**GOAL:** Repeat the listing in full, preserving every character.

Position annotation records
● ● ● ● ● ● ●

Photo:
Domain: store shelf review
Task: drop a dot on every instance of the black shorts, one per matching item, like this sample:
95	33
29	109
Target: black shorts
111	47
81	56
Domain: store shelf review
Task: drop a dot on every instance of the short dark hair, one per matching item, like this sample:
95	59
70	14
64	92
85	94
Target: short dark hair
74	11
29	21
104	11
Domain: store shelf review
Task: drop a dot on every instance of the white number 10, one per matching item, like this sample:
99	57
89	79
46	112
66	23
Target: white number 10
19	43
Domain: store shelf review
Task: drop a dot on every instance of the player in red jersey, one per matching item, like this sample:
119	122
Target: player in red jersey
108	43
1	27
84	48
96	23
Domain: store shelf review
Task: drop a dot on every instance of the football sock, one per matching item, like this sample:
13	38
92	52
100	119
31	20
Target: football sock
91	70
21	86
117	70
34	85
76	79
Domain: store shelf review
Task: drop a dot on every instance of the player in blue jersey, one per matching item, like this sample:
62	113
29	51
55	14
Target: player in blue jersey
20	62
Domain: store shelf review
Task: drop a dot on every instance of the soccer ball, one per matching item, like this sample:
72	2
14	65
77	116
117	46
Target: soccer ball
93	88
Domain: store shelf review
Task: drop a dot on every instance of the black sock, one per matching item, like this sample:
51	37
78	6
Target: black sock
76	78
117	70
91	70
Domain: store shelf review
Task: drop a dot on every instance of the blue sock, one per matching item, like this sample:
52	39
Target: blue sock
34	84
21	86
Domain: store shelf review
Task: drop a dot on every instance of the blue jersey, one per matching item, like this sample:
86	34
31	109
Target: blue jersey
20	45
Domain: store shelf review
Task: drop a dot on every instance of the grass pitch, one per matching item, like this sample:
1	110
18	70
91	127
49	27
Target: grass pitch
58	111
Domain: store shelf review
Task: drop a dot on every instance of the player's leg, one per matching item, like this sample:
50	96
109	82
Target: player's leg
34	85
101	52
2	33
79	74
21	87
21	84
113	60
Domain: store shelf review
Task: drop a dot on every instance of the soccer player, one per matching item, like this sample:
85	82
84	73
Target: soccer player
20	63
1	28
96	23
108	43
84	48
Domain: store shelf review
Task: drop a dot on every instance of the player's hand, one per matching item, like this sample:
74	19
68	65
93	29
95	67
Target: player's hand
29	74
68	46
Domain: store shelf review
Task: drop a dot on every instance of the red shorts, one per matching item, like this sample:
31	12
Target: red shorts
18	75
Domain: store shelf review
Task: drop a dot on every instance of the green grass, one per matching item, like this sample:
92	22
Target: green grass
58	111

● ● ● ● ● ● ●

**FULL OUTPUT:**
Photo:
Domain: store shelf review
Task: drop a dot on every instance of the black shorts, one per matching item, like this sample:
95	33
29	109
Target: black shorts
111	47
81	56
Domain: store shelf review
Task: drop a dot on every instance of the short dark hair, one per matching item, like this sample:
95	59
70	14
64	92
85	94
Target: short dark hair
74	11
29	21
104	11
Domain: store shelf review
Task: drop a dot on every instance of the white number 10, one per matching item, like this sample:
99	57
89	79
46	112
66	23
Target: white number 10
19	43
Domain: store shelf review
Task: drop a dot on every instance of the player in red jersey, one per matching item, like this sample:
119	122
Target: player in red jersey
108	43
1	27
84	48
96	23
Domain: store shelf review
Task: drop a dot on every instance of the football sock, one per matching item, like this sample:
13	38
92	52
100	119
31	20
Target: football sock
91	70
21	86
117	70
34	85
76	79
Domain: store shelf review
Task: drop a dot on every instance of the player in blue jersey, one per matching item, like this sample:
62	113
29	51
55	14
Target: player in blue jersey
20	62
Domain: store shelf review
Task: drop a dot on every instance of the soccer ball, one per matching item, like this sample:
72	2
14	65
77	116
117	46
Target: soccer ball
93	88
Domain: store shelf review
Task: drop a dot on every instance of the black sock, one per matching item, like this sample:
51	37
78	6
Target: black sock
76	78
117	70
91	70
Domain: store shelf review
Task: drop a dot on every instance of the blue sock, one per matching item, like this sample:
52	39
Target: blue sock
34	84
21	86
Domain: store shelf review
Task: drop a dot on every instance of the blue jersey, one per matching item, like this sample:
86	34
31	109
Target: blue jersey
20	45
Domain: store shelf review
Task: drop a dot on every instance of the grass pitch, one per matching item, like this sample:
1	110
18	70
91	127
49	27
Target: grass pitch
58	111
Domain: store shelf review
Task: drop a dot on every instance of the player's leg, one per matching item, like this sample:
50	96
109	82
Target: player's leg
34	85
101	52
2	33
79	74
21	87
21	84
113	60
Domain: store shelf review
Task: drop a dot on every instance of the soccer player, one per matching item, like this sample:
85	82
84	73
Target: soccer player
20	63
1	28
96	23
108	43
84	48
Domain: store shelf review
Task: drop a dot on every instance of the player's hand, one per matching item, like this sample:
74	19
68	65
93	29
95	67
Target: player's hand
29	74
68	46
Domain: store shelf review
Task: drop a dot on every instance of the red shorts, one per matching item, like this sample:
31	12
Target: red shorts
18	75
Domain: store shelf review
Task: drop a dot on every instance of the green grass, one per matching item, like this sample:
92	22
Target: green grass
58	111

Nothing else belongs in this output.